LATIHAN:
Salin tanpa perubahan bagian teks bacaan tentang pemecatan Falevi Kirani yang diawali kata-kata yang memuat "Falevi Kirani Anggap" dan diakhiri dengan "pihak Irwandi Yusuf.".

31.7 C
Banda Aceh
spot_img
spot_img

TERKINI

Falevi Kirani Anggap Biasa Saja PAW dari Irwandi

BANDA ACEH | ACEH INFO – Partai Nanggroe Aceh (PNA) kubu Irwandi Yusuf mengeluarkan surat pemecatan dari keanggotaan terhadap M Rizal Falevi Kirani dan Samsul Bahri alias Tiyong. Keduanya bahkan diusul untuk Pergantian Antar Waktu (PAW) dari jabatannya sebagai anggota Fraksi PNA di Dewan Perwakilan Rakyat Aceh (DPRA). Terkait hal ini, Falevi Kirani menganggap pemecatan sekaligus usul pemberhentiannya sebagai anggota dewan bukan pertama kali dilakukan pihak Irwandi Yusuf.

“Masalah PAW bukan sebuah permasalahan besar, dan saya santai saja karena sudah sering (di-PAW Irwandi-red). Kalau masih ingat pada tanggal 3 September 2019 sebelum kami dilantik juga sudah keluar surat pemecatan saya dari pengurus. Kemudian pada tanggal 25 sebelum pelantikan DPR, Irwandi juga mengirim surat untuk menghentikan pelantikan saya karena saya sudah dipecat dari anggota partai, jadi ini keluar surat lagi. Cuma yang jadi pertanyaan mau di-PAW dan mau dipecat berapa kali lagi,” ujar Falevi Kirani menjawab acehinfo.id melalui sambungan telepon, Jumat, 4 Februari 2022 malam.

Irwandi Yusuf menurut Falevi saat ini tidak lagi berada di posisi sebagai Ketua Umum PNA. Hal ini menurutnya berlaku setelah adanya Konggres Luar Biasa (KLB) yang dilaksanakan PNA pada 12 September 2019 lalu. Dalam konggres tersebut, anggota PNA telah sepakat memilih Samsul Bahri sebagai ketua umum menggantikan Irwandi Yusuf.

“Irwandi itu telah didemisionerkan oleh konggres kemudian memilih ketua umum baru, yaitu bang Tiyong (Samsul Bahri-red). Jadi tidak ada urusan lagi, dia mau PAW, mau teken ini dan itu, enggak ada dampak apapun pada kami, tidak ada pengaruh,” katanya.

Dia menyebutkan semua legalitas konggres dapat dilihat dari kacamata hukum dan aturan yang berlaku di Indonesia. Untuk itu, Falevi menganggap surat PAW dan pemecatan dirinya bersama Samsul Bahri bukan hal yang fantastis. “Yang jelas Irwandi itu bukan lagi Ketua Umum PNA karena sudah didemisionerkan di Konggres Luar Biasa,” tutur Falevi.

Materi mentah
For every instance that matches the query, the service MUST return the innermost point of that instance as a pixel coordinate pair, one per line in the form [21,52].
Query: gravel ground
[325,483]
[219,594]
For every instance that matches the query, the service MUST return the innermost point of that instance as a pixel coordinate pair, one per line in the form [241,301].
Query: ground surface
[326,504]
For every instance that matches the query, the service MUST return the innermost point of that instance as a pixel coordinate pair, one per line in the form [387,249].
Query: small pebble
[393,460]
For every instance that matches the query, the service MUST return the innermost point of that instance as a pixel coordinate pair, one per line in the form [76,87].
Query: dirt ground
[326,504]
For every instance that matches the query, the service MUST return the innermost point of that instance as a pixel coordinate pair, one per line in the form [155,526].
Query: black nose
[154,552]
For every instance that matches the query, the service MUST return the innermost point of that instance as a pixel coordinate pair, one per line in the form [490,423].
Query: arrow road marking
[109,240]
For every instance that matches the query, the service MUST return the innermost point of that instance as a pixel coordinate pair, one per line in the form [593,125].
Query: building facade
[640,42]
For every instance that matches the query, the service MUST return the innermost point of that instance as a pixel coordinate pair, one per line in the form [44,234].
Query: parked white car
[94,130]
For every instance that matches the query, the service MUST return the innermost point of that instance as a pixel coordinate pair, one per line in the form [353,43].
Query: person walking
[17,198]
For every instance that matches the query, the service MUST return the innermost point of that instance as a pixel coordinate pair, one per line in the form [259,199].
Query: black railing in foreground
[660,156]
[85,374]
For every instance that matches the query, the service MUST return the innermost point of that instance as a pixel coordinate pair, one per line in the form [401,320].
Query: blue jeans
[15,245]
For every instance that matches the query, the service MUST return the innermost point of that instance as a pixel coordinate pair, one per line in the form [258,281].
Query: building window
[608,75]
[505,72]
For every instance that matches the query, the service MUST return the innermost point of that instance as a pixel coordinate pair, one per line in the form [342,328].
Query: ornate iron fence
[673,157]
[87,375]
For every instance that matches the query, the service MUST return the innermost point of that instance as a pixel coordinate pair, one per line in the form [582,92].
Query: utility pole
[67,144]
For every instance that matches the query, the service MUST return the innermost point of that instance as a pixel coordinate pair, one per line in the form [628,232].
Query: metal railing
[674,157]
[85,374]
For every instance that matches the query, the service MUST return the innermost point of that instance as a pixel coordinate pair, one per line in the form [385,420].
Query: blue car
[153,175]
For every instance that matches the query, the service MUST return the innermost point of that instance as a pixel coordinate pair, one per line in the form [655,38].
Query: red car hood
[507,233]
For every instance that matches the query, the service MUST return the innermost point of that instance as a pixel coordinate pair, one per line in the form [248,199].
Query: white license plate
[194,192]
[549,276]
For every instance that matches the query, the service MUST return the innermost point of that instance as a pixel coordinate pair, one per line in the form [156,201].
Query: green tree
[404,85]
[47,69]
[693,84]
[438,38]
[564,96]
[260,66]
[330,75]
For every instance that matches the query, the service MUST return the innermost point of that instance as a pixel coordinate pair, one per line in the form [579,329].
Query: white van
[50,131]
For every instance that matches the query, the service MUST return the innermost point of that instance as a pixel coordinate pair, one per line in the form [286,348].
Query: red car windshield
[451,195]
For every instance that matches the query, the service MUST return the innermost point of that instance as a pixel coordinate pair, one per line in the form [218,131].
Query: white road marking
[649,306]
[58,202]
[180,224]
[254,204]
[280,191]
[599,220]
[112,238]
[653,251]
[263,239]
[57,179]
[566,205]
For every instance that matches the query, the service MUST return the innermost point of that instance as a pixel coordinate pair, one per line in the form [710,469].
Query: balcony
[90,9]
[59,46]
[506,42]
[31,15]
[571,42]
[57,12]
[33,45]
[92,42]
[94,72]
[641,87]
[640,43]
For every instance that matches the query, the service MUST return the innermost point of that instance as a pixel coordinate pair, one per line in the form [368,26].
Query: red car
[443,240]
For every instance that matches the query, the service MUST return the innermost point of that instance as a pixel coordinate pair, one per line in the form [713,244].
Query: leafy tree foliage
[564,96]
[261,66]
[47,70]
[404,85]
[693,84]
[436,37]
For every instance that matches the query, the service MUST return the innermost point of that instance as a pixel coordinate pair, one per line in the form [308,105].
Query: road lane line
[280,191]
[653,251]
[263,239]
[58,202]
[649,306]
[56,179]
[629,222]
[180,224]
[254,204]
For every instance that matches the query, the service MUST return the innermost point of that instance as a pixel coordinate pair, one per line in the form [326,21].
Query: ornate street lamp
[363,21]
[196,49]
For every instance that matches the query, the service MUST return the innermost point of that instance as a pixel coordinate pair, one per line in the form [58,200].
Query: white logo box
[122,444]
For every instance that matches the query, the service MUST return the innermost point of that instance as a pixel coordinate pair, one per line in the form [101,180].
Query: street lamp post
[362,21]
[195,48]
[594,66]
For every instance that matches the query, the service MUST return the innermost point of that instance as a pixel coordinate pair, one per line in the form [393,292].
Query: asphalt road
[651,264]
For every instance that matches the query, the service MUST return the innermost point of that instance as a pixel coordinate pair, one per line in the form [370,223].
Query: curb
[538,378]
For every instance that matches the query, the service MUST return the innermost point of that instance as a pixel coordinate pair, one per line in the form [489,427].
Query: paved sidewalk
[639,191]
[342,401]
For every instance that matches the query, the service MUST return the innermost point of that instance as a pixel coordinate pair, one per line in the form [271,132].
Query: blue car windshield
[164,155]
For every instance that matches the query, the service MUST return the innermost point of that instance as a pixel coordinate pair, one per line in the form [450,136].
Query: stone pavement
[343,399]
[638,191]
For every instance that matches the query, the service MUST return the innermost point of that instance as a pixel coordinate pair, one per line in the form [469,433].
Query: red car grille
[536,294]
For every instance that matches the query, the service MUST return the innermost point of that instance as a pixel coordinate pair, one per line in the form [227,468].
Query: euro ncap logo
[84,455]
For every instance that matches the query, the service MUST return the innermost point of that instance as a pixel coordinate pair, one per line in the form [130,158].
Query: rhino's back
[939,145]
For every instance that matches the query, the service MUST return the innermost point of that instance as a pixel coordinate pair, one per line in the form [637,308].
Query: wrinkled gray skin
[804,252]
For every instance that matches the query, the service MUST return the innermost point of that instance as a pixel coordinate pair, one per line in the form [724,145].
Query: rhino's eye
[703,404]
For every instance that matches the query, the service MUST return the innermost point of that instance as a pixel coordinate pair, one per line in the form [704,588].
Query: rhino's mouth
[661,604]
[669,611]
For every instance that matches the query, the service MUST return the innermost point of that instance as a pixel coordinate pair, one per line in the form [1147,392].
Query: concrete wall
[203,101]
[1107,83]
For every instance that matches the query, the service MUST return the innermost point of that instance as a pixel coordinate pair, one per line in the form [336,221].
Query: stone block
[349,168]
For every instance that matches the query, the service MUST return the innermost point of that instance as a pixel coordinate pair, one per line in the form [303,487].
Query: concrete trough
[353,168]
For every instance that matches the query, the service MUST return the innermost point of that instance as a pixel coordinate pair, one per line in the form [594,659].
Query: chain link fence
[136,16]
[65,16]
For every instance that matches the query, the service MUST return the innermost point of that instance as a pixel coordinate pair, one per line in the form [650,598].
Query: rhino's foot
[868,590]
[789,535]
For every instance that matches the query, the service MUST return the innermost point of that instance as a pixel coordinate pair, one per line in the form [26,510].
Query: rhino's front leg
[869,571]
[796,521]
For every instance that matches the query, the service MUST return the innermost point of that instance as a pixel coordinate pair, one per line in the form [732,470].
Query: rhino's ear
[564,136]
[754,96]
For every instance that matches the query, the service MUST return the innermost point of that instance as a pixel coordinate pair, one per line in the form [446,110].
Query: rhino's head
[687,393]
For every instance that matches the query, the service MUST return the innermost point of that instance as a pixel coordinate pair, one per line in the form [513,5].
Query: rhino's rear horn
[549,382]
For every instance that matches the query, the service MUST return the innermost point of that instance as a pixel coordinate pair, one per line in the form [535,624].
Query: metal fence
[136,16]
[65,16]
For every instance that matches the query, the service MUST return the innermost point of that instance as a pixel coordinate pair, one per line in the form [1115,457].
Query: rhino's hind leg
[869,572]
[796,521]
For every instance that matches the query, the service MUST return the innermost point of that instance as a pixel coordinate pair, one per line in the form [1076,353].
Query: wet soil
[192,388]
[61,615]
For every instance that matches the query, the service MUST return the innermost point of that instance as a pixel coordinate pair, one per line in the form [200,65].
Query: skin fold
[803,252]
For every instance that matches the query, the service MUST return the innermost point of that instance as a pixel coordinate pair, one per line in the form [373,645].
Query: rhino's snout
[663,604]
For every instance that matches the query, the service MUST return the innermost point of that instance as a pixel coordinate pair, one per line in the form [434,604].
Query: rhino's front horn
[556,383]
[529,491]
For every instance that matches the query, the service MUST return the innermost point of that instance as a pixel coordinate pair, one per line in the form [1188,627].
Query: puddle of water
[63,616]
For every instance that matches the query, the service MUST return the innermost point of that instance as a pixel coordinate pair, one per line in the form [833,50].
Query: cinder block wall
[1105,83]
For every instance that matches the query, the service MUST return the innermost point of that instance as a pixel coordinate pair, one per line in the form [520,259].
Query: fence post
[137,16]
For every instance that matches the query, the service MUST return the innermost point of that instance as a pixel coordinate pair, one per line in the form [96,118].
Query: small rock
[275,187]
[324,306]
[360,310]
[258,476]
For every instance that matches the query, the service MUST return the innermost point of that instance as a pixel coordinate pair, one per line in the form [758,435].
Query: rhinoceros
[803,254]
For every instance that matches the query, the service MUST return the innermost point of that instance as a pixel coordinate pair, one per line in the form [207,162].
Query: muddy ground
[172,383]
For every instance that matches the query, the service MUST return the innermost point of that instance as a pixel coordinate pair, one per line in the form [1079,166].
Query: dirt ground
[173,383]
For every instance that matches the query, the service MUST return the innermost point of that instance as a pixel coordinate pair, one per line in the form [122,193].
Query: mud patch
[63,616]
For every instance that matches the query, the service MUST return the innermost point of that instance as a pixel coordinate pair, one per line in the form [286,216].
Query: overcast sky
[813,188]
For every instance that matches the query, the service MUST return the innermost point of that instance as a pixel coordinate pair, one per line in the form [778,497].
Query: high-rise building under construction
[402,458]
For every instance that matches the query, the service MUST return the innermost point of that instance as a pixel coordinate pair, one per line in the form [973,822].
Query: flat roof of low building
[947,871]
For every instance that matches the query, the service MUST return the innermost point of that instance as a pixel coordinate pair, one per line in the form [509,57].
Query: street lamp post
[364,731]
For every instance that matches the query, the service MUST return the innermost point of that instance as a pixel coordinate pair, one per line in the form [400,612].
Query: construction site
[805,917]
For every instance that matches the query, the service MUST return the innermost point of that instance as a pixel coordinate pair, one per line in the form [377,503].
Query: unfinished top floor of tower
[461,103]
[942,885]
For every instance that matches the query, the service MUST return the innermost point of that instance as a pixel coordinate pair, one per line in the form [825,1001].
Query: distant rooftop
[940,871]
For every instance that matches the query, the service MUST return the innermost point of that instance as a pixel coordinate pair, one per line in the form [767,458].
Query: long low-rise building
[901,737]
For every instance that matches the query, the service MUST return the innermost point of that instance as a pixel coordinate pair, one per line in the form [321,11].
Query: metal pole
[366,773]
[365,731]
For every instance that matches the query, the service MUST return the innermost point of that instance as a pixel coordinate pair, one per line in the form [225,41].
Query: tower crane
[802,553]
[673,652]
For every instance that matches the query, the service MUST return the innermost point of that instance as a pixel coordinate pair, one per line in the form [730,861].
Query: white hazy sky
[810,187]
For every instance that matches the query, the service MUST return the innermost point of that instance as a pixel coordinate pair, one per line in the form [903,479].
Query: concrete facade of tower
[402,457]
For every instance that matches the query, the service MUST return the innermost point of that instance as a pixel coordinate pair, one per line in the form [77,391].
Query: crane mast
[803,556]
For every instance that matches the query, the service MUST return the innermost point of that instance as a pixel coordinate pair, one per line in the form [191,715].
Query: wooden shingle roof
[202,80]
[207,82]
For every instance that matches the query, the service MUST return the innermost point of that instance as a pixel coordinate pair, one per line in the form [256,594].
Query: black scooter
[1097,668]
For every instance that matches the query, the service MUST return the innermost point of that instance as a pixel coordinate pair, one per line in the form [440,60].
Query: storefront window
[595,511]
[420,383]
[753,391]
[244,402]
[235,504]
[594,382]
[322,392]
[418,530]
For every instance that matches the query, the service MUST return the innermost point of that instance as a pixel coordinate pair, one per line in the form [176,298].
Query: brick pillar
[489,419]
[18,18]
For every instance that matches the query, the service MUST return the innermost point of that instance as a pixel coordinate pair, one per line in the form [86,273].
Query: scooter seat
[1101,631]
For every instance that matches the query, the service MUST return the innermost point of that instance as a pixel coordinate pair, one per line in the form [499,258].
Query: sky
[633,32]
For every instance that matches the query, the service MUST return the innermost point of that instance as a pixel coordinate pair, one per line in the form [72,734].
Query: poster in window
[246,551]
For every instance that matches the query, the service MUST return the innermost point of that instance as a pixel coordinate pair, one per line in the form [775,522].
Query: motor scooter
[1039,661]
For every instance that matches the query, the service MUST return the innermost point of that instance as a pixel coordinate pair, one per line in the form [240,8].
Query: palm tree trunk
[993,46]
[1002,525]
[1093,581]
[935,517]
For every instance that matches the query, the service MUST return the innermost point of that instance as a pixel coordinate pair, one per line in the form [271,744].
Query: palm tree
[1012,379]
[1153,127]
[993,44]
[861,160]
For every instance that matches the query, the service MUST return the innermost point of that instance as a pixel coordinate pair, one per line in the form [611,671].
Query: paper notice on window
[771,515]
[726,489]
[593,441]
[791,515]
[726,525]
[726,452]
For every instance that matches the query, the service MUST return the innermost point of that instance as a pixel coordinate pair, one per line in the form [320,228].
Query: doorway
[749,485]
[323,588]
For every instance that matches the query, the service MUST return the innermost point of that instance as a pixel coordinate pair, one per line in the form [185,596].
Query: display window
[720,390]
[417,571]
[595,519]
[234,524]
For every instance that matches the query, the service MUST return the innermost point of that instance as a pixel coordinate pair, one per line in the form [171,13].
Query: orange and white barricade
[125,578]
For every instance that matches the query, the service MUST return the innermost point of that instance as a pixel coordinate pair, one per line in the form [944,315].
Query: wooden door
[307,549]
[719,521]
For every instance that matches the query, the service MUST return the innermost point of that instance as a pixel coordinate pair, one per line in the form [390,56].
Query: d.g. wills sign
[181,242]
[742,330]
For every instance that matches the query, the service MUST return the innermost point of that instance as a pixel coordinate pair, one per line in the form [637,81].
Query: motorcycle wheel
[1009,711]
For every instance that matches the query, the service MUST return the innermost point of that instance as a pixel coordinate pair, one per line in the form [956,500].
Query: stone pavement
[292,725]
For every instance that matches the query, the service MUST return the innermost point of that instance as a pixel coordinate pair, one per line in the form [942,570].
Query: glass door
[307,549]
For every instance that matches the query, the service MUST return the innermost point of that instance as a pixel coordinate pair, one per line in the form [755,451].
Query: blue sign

JAWABAN TERTULIS:
Falevi Kirani Anggap Biasa Saja PAW dari Irwandi

BANDA ACEH | ACEH INFO – Partai Nanggroe Aceh (PNA) kubu Irwandi Yusuf mengeluarkan surat pemecatan dari keanggotaan terhadap M Rizal Falevi Kirani dan Samsul Bahri alias Tiyong. Keduanya bahkan diusul untuk Pergantian Antar Waktu (PAW) dari jabatannya sebagai anggota Fraksi PNA di Dewan Perwakilan Rakyat Aceh (DPRA). Terkait hal ini, Falevi Kirani menganggap pemecatan sekaligus usul pemberhentiannya sebagai anggota dewan bukan pertama kali dilakukan pihak Irwandi Yusuf.